* START PROVIDED MATERIAL *

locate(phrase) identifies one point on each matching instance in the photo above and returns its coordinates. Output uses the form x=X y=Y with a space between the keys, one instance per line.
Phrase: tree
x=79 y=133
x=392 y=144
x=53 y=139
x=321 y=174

* END PROVIDED MATERIAL *

Rewrite all of these lines with "instance" renamed to "occurrence", leaving everything else unchanged.

WORKED SOLUTION:
locate(phrase) identifies one point on each matching occurrence in the photo above and returns its coordinates. Output uses the form x=X y=Y with a space between the keys, one occurrence per line.
Phrase: tree
x=79 y=133
x=392 y=144
x=53 y=139
x=321 y=174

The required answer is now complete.